I think extreme endurance events can wreak a bit of havoc with the digestion in any case as all your blood is going to your muscles rather than to your guts. Of course they are trained and are more used to it than us mortals but Le Tour is extreme even for them.
 
It's interesting when you read the history of the Tour, it was originally designed to be a race that only one person finished and would continue until only one was left. No drafting, so no peloton, no gears, no freewheels, those folks were nails.
 
The Tour came through our town last year so we went along the cheer them on. There was a huge build-up, followed by about one minute of them whizzing past, swearing and cursing at each other. I'd have paid closer attention if I'd known some of them were also soiling themselves.
 
I was hoping to hear about your toilet mistakes but sadly you probably mean bowing.

Oh - that traditional toilet, I just couldn't work it out on first sight, but luckily I was in a place where you had a choice.

My troubles didn't end there though. The "western style" toilet featured three buttons labelled in Japanese. One was blue, one green and one red.

So I had to take a punt on which to press in order to flush. I opted for blue, which promptly resulted in a spurt of ice cold water aimed straight at an area where I didn't expect it.

If in Tokyo, press "green".
 
That was a ref to 'Demolition Man', BTW.
 
Thanks, Vardoger.

[Point labeling examples]
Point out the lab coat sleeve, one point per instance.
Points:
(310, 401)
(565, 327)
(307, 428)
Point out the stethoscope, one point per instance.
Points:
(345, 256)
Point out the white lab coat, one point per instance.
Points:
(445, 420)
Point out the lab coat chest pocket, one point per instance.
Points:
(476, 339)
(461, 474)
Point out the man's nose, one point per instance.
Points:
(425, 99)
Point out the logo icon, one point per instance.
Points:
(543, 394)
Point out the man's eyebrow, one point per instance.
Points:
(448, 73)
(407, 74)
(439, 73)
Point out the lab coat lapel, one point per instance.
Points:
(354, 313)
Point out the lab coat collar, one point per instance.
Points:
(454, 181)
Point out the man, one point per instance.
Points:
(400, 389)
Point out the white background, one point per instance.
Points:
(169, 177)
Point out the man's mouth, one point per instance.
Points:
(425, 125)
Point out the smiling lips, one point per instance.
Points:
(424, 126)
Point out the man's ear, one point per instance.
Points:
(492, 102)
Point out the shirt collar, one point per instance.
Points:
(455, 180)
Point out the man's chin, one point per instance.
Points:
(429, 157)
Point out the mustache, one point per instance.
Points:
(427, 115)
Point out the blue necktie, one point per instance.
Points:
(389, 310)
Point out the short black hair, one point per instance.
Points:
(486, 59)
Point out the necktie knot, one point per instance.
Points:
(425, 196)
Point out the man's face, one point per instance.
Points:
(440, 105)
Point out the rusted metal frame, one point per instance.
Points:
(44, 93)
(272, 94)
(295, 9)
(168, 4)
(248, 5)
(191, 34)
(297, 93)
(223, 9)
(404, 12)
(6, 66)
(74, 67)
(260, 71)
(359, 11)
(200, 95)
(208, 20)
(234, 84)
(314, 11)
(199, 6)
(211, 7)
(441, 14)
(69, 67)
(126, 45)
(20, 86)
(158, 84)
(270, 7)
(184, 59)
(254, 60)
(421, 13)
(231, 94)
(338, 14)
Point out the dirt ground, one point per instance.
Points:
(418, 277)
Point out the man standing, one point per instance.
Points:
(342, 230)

◆ Challenge
Copy the forum comments, everything from "I think extreme" down to "also soiling themselves.", renaming "peloton" as "pack". The listing is separate material, unrelated to the forum comments.

◆ Full answer
I think extreme endurance events can wreak a bit of havoc with the digestion in any case as all your blood is going to your muscles rather than to your guts. Of course they are trained and are more used to it than us mortals but Le Tour is extreme even for them.
 
It's interesting when you read the history of the Tour, it was originally designed to be a race that only one person finished and would continue until only one was left. No drafting, so no pack, no gears, no freewheels, those folks were nails.
 
The Tour came through our town last year so we went along the cheer them on. There was a huge build-up, followed by about one minute of them whizzing past, swearing and cursing at each other. I'd have paid closer attention if I'd known some of them were also soiling themselves.